▶ [Task instructions] Give a verbatim quotation of every record.

═══ Available data ═══

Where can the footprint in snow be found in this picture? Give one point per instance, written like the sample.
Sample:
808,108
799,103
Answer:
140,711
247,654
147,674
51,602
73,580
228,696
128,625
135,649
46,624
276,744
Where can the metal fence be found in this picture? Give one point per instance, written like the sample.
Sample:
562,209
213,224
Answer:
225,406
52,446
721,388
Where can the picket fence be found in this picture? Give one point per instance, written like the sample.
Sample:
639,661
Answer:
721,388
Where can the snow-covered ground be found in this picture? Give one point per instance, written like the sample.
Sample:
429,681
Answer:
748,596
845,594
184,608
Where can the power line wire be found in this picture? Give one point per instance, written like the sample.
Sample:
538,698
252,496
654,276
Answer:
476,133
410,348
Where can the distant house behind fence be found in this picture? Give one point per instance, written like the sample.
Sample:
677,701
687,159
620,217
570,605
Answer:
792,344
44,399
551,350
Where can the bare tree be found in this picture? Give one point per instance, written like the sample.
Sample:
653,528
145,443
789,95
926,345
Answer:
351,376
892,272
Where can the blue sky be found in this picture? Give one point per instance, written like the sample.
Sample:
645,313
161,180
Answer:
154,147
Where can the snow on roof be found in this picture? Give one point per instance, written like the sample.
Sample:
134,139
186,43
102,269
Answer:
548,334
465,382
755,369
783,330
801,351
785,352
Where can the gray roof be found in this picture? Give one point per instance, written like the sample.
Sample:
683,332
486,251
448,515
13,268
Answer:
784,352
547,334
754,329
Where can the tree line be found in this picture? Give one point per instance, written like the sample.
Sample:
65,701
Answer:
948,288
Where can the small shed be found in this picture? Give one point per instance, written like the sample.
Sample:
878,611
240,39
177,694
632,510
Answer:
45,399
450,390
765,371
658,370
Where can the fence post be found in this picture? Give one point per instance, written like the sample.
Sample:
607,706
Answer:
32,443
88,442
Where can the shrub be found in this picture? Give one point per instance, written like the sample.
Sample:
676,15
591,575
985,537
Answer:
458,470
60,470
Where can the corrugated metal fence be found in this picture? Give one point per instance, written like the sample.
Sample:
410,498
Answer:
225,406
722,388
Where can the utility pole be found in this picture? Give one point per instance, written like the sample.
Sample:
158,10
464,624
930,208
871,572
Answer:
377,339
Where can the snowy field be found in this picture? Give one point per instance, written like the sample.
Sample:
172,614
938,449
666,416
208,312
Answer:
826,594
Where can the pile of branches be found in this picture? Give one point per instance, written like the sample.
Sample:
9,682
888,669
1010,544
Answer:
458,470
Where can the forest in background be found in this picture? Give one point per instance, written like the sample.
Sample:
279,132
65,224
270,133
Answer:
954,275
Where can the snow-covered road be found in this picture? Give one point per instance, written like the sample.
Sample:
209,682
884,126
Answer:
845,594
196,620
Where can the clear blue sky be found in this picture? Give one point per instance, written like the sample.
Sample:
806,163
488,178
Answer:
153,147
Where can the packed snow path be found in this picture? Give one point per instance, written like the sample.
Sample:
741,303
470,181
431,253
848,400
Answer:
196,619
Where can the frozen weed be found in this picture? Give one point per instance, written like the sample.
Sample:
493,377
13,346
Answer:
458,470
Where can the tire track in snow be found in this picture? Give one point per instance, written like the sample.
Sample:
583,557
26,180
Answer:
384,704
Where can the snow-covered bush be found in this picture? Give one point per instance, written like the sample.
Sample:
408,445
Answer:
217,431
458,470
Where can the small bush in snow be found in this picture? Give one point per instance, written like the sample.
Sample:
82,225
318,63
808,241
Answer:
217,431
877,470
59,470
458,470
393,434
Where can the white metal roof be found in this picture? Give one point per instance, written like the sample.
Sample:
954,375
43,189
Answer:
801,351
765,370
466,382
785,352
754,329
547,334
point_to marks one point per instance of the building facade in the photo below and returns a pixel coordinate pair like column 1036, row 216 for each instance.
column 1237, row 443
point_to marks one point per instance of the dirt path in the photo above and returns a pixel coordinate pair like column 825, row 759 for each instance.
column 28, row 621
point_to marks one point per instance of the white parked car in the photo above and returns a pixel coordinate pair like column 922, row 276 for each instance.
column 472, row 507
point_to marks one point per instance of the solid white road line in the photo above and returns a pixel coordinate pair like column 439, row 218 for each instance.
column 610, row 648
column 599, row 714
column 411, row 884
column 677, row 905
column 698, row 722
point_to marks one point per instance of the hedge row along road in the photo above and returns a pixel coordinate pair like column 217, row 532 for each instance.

═══

▶ [Answer section]
Where can the footprint in snow be found in this picture? Give one point per instance, written like the sample.
Sample:
808,108
799,103
Answer:
140,711
247,654
147,674
51,602
73,580
228,696
128,625
135,649
46,624
276,744
Where can the metal fence be found in this picture? Give one point per instance, written like the sample.
Sample:
562,209
213,224
Answer:
225,406
52,446
721,388
Where can the picket fence be found in this picture? Give one point per instance, written like the sample.
Sample:
639,661
Answer:
721,388
Where can the snow-covered ground be found in this picture? Give one point per instance, written like the sample.
Sample:
429,681
Answer:
748,596
845,594
184,608
Where can the power line wire be found in this picture? Give one point per instance, written like the sample.
Sample:
538,698
252,496
654,276
Answer:
476,133
410,348
Where can the distant house behind fence be found in this picture? Give one point per instance, written like the sample.
Sample:
677,701
687,159
620,217
570,605
Answer:
792,344
44,399
551,350
Where can the bare tree be found in this picture? Give one point per instance, written like the sample.
Sample:
653,528
145,443
789,95
926,345
Answer:
351,376
892,272
Where can the blue sky be found in this picture? Give one point per instance, written like the sample.
Sample:
645,313
161,180
Answer:
154,147
Where can the snow on roof be found in this picture? Give one point per instance, written like the sample.
Sample:
134,139
186,43
102,269
Answer:
548,334
465,382
755,369
783,330
801,351
785,352
Where can the gray roof be found in this picture? Give one point per instance, written like the sample.
Sample:
683,332
486,251
448,515
13,268
Answer:
784,352
547,334
754,329
Where can the tree line be found in this picture? Give one point per instance, written like the sample.
Sample:
65,701
Answer:
948,288
Where can the small shed be found in this picture? Give one point per instance, written like the sample.
Sample:
878,611
240,39
177,694
632,510
Answer:
45,399
450,390
765,371
658,370
Where can the fence post be found in this picture? Give one point per instance, written like the sample.
Sample:
607,706
Answer:
32,443
88,442
Where can the shrub be found in this picture? Give one point per instance, written like the sample.
Sample:
676,15
591,575
985,537
Answer:
458,470
60,470
Where can the corrugated metal fence be found in this picture? Give one point per instance, written like the sample.
Sample:
410,498
Answer:
225,406
722,388
Where can the utility pole be found in this picture? Give one point per instance, written like the sample.
Sample:
158,10
464,624
930,208
871,572
Answer:
377,339
Where can the snowy field be found in this picture? Give one point per instance, written like the sample.
Sample:
172,614
938,449
666,416
208,312
Answer:
826,594
Where can the pile of branches be found in this picture? Give one point per instance, written like the sample.
Sample:
9,682
888,669
1010,544
Answer:
458,470
Where can the forest in background be found in this picture? Give one point per instance, written like the sample.
Sample:
279,132
65,224
270,133
Answer:
954,275
Where can the snow-covered road be found in this picture? Give one point per instance, written like the sample.
Sample:
209,682
884,126
Answer:
845,594
196,620
Where can the clear blue sky be found in this picture? Give one point per instance, written like the sample.
Sample:
806,163
488,178
Answer:
153,147
Where can the packed snow path be found in this picture? Give one point per instance, written like the sample.
Sample:
741,303
470,181
431,253
848,400
Answer:
196,619
Where can the frozen weed be found in this picture? Give one point per instance, written like the sample.
Sample:
493,377
13,346
Answer:
458,470
Where can the tire track in snow be found in this picture? Give one point per instance, written like the sample.
Sample:
583,557
26,180
Answer:
384,704
Where can the snow-covered bush be found in this picture? Give one point per instance, written like the sample.
Sample:
408,445
Answer:
217,431
458,470
Where can the small bush in snow be found in this picture? Give one point per instance, written like the sample.
Sample:
82,225
318,63
808,241
Answer:
217,431
877,470
59,470
458,470
393,434
Where can the white metal roof be found in this picture? Give one point per instance, written like the sample.
Sample:
954,375
43,189
Answer:
801,351
765,370
466,382
785,352
754,329
547,334
point_to marks one point per instance of the building facade in the photo below and returns a pixel coordinate pair like column 1036, row 216 for each instance.
column 1237, row 443
point_to marks one point per instance of the dirt path in the photo above and returns a pixel coordinate pair like column 825, row 759 for each instance.
column 28, row 621
point_to marks one point per instance of the white parked car in the photo above and returns a pixel coordinate pair like column 922, row 276 for each instance.
column 472, row 507
point_to marks one point per instance of the solid white road line in the photo above and returns a pixel coordinate pair like column 439, row 218 for each instance.
column 610, row 648
column 599, row 714
column 411, row 884
column 677, row 905
column 698, row 722
point_to marks one point per instance of the hedge row along road in the photo above and returns a pixel coordinate pair like column 217, row 532 for each instance.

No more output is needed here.